■ SET PROBLEM
Retype the records below exactly as they appear, but leave out any pictures.

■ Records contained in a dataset
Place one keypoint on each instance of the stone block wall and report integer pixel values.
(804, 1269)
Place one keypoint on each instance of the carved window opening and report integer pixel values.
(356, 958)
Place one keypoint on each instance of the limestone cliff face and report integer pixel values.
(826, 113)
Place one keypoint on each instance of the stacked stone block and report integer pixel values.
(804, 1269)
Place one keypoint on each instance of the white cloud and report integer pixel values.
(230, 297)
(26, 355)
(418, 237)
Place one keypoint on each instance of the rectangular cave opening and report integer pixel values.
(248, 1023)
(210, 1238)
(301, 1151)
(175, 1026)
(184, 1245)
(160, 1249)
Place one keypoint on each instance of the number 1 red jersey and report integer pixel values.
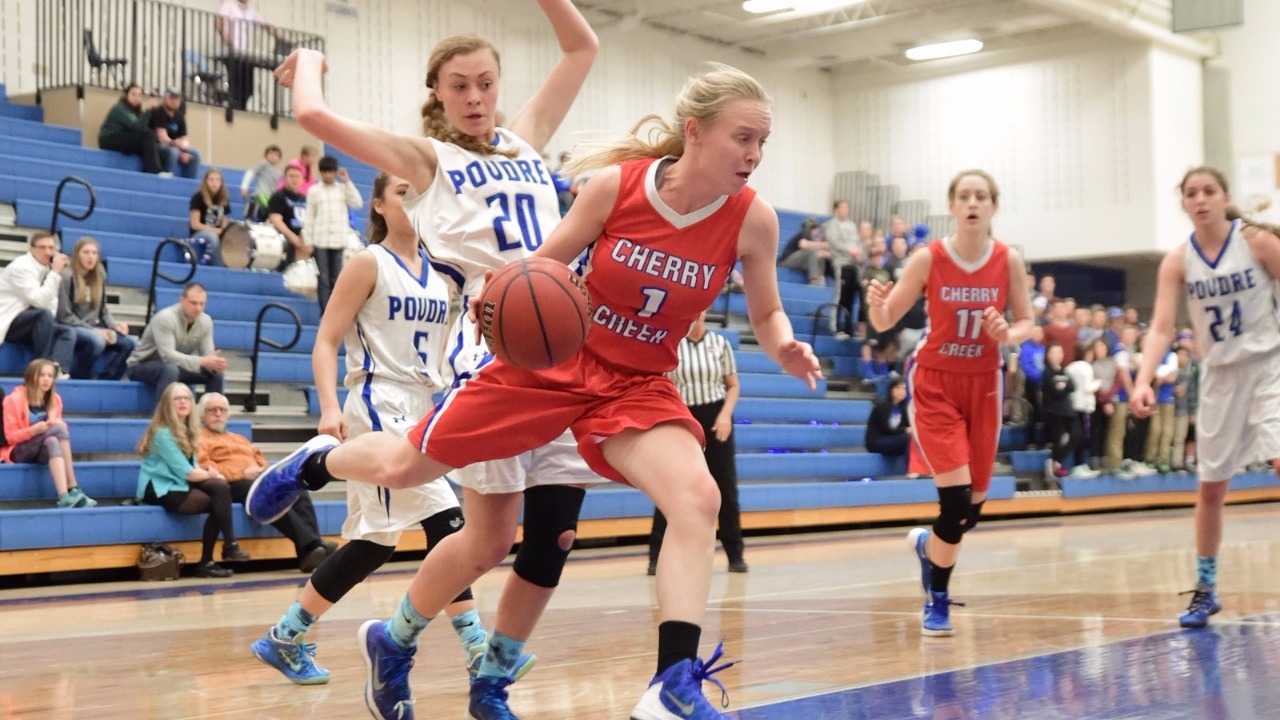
(955, 295)
(653, 269)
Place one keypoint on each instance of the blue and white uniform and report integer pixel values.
(480, 213)
(1233, 306)
(393, 354)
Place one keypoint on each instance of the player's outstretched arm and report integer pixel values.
(410, 158)
(758, 249)
(542, 115)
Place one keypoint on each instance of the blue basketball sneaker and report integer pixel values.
(275, 491)
(676, 693)
(936, 619)
(387, 692)
(1203, 604)
(489, 700)
(292, 659)
(919, 541)
(475, 655)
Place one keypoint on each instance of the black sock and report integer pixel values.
(676, 641)
(940, 577)
(315, 473)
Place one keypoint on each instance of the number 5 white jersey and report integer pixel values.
(1232, 302)
(483, 212)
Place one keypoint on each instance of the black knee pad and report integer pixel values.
(348, 566)
(954, 505)
(974, 514)
(551, 522)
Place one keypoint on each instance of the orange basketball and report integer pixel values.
(535, 313)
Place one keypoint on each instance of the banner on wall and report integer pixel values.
(343, 9)
(1257, 186)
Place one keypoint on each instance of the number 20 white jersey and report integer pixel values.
(1232, 302)
(483, 212)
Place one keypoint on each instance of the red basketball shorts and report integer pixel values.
(956, 419)
(504, 410)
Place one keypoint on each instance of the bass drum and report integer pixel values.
(252, 245)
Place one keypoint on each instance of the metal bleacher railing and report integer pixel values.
(112, 42)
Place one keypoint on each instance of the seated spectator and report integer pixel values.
(169, 122)
(210, 214)
(178, 346)
(103, 345)
(126, 131)
(888, 428)
(808, 251)
(28, 301)
(328, 223)
(260, 183)
(35, 432)
(170, 478)
(306, 165)
(287, 212)
(236, 459)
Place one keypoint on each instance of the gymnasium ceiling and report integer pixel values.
(874, 32)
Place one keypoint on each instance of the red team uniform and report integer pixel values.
(955, 378)
(652, 273)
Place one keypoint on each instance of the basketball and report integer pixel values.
(535, 313)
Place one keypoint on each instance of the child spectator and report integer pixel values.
(35, 432)
(260, 182)
(82, 308)
(210, 214)
(170, 478)
(328, 224)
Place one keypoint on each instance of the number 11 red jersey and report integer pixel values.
(955, 295)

■ CORRECT OUTPUT
Place one keypoint on each instance of the stone block wall and report integer pixel values.
(804, 1269)
Place one keypoint on each instance of the carved window opening and report integer pixel values.
(356, 958)
Place one keypoint on each instance of the limestone cliff face and report integer pixel values.
(826, 113)
Place one keypoint on each instance of the stacked stone block and report integer pixel values.
(804, 1269)
Place one keypoint on each instance of the white cloud and report integer pixel values.
(230, 297)
(26, 355)
(418, 237)
Place one keypoint on each instance of the rectangular cave opening and report integer pixel values.
(248, 1023)
(210, 1238)
(301, 1151)
(175, 1026)
(184, 1245)
(160, 1249)
Place one keypoint on each instance of the number 1 red jersey and report integer pixel values.
(955, 295)
(653, 269)
Place one keypoint on each instance of the blue and white uniform and report integer pixel values.
(480, 213)
(1233, 306)
(393, 354)
Place one keypoint on each instance of the player's outstretched arm and report integer pixel values.
(410, 158)
(758, 249)
(542, 115)
Place one keypoint on each instance of the blue basketball sneaker and report integer pixel values.
(275, 491)
(676, 693)
(936, 619)
(387, 692)
(1203, 604)
(489, 700)
(292, 659)
(919, 541)
(475, 655)
Place one keypoint on each instance of the black sock and report integer pixel values.
(676, 641)
(940, 577)
(315, 473)
Place one keypoint on each instance of the number 5 white jersey and report integer pixel values.
(1232, 302)
(483, 212)
Place one keypoint on each instance of the black knee pad and report integer pixel values.
(348, 566)
(954, 505)
(974, 514)
(551, 522)
Place one keypoint on each instance of the orange basketball and report integer pixel values.
(535, 313)
Place one keypoint on each instance of the banner on wall and report integer pixel values.
(343, 9)
(1257, 186)
Place one keypoint on each instance of the number 20 white jersey and report integer pixel values.
(1232, 302)
(483, 212)
Place one keypoint on each instance of the red basketball shorts and report integer pixel values.
(956, 419)
(504, 410)
Place one keypoint on each instance of the bass drum and report integer pixel values.
(252, 245)
Place one keypoint on each instance of the metal bleacher railing and report integer pixel values.
(112, 42)
Place one keypoint on each instance of the seated spectator and report integer pixel values.
(169, 122)
(210, 214)
(178, 346)
(103, 345)
(126, 131)
(888, 428)
(808, 251)
(28, 301)
(328, 223)
(260, 183)
(35, 432)
(170, 478)
(306, 165)
(287, 212)
(236, 459)
Place one keypoint on each instance of the gymnasium ceiling and report integer pixel values.
(874, 32)
Place one keypoint on each instance of the red team uniform and report integer pixel values.
(955, 378)
(652, 273)
Place one keypoint on each instance of the basketball and report integer pixel values.
(535, 313)
Place one keypoint on each instance of the child spectator and report integer pixel values.
(35, 432)
(260, 182)
(82, 308)
(210, 214)
(170, 478)
(328, 224)
Place one keypoint on each instance of the number 11 red jersey and report integer pixel values.
(955, 295)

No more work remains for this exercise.